Page extract ::
-=-=-

For the wags in Montgomery County Circuit Court, yesterday may well be remembered as a dog day afternoon.
Teddy, an uninterested 9-year-old spitz, was at the center of a hearing in a suit filed by the relatives of a Silver Spring woman who died two years ago, and in her will left her house to Teddy, her pet and constant companion.
The will left by Celeste V. Crawford, who was 77 when she died of cancer, also stipulated that George Schnabele, a retired Montgomery County police officer and longtime boarder at the house, take care of Teddy.
Crawford's other heirs, including four brothers, a sister and a nephew, argued that Teddy and Schnabele should be evicted and the house sold to pay about $12,000 in Crawford's debts. According to an appraisal made after Crawford's death, the house has a fair market value of $75,000.
In a trial marked by humor and offbeat testimony, Judge Leonard Ruben ordered Gilbert E. Tietz, an attorney responsible for Crawford's estate, to secure a $50,000 loan using the house as collateral. The money would pay Crawford's creditors and allow Teddy and Schnabele to remain in the house. The judge ordered that Schnabele, who had been paying $250-a-month rent for a basement room when Crawford was alive, continue to pay rent.
During the morning session of the hearing, Teddy, a fluffy white dog with a curly pouf of a tail, sat, shedding long strands, on a couch outside the courtroom with two of Schnabele's relatives, ignoring reporters and spurning a cup of cold water offered by his attorney, Karl G. Feissner. The judge refused to allow Teddy into the courtroom, and Feissner had him taken home for the afternoon.
Teddy's veterinarian, Dr. K.T. Sonaiah, testified that the dog would suffer "detrimental effects if he was removed from the house" and said that in his opinion Teddy had only two to five years to live.
Alternately referring to Teddy as "the young gentleman," and "Master Teddy," Feissner, in questioning Schnabele, 71, tried to emphasize the possible damage to the dog's "mental health" if he were removed from the house prematurely.
When he asked about the relationship between Teddy and Schnabele's dog King, who also lives at the house, Schnabele answered, "Teddy and King are like husband and wife, but I don't know if they have that physical a relationship. If Teddy scratches, King scratches. Yes, they are very close."
In his closing statement, Feissner said, "A dog is a person who can't speak," which drew a wry smile from Judge Ruben and muffled laughter from the courtroom audience. "He has feelings and he cares and hurts like anybody else," Feissner added.
Ralph Gordon, who represented Crawford's heirs, argued that Crawford had not meant for Teddy to be the sole beneficiary of the house until the dog's death and that Schnabele could still take care of the dog if they lived elsewhere.
"I don't think she intended that the whole estate be consumed for the care of the dog," Gordon said, suggesting that Schnabele move out and be given a small monthly stipend to take care of Teddy.
After the trial, Schnabele, who was left $5,000 and Crawford's bedroom furniture in the will, smiled as he left the courtroom. He said that he did not object to the judge's order that he continue to pay rent.
"I'm not surprised," Schnabele said. "The first thing I'm going to do is go home and take Teddy out of the basement and let him loose. He's waiting for me."

-=-=-

Provided records ::
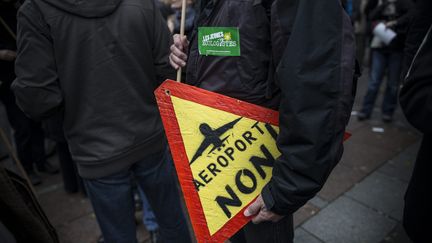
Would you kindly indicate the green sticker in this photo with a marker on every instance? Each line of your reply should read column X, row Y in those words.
column 219, row 41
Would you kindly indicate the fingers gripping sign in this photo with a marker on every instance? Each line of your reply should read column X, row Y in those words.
column 260, row 213
column 179, row 48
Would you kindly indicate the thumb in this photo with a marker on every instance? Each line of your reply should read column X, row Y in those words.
column 252, row 209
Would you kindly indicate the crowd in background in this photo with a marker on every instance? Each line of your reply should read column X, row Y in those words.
column 385, row 61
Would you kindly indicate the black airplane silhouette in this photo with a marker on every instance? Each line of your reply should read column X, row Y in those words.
column 212, row 137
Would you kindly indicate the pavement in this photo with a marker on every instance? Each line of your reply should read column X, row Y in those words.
column 362, row 200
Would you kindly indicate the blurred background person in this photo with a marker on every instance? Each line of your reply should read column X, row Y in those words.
column 28, row 134
column 386, row 57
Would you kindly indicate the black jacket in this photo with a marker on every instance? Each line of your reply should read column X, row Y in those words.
column 315, row 75
column 416, row 102
column 99, row 63
column 305, row 48
column 244, row 77
column 7, row 42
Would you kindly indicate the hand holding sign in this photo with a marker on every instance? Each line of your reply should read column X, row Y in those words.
column 178, row 56
column 260, row 212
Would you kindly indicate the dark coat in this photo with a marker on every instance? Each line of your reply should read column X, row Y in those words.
column 99, row 63
column 315, row 75
column 416, row 102
column 305, row 50
column 244, row 77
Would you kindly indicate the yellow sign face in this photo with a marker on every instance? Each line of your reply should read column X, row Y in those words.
column 231, row 158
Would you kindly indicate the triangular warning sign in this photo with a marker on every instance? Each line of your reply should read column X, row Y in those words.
column 223, row 150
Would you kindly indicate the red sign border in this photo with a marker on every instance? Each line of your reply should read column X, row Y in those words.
column 172, row 130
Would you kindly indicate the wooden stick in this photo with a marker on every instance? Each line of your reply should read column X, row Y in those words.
column 17, row 161
column 8, row 29
column 182, row 25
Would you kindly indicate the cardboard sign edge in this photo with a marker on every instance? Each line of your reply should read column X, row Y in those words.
column 197, row 95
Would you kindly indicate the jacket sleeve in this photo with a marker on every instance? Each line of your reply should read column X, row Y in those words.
column 36, row 86
column 315, row 76
column 161, row 49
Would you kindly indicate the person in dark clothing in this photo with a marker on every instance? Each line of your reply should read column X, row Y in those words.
column 395, row 15
column 28, row 134
column 297, row 57
column 98, row 63
column 416, row 102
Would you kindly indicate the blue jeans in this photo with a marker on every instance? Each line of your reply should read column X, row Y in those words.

-=-=-

Description of the task :: Please check statements (a), (b) and (c) against the article about Teddy's court hearing, answering yes or no for each and quoting the words from the article that decide it. (a) The judge allowed Teddy into the courtroom. (b) While Crawford was alive, Schnabele paid $250 a month to rent a basement room. (c) Teddy's veterinarian expected the dog to live two to five more years.

Response to the exercise ::
(a) No: "The judge refused to allow Teddy into the courtroom"
(b) Yes: "who had been paying $250-a-month rent for a basement room when Crawford was alive"
(c) Yes: "in his opinion Teddy had only two to five years to live"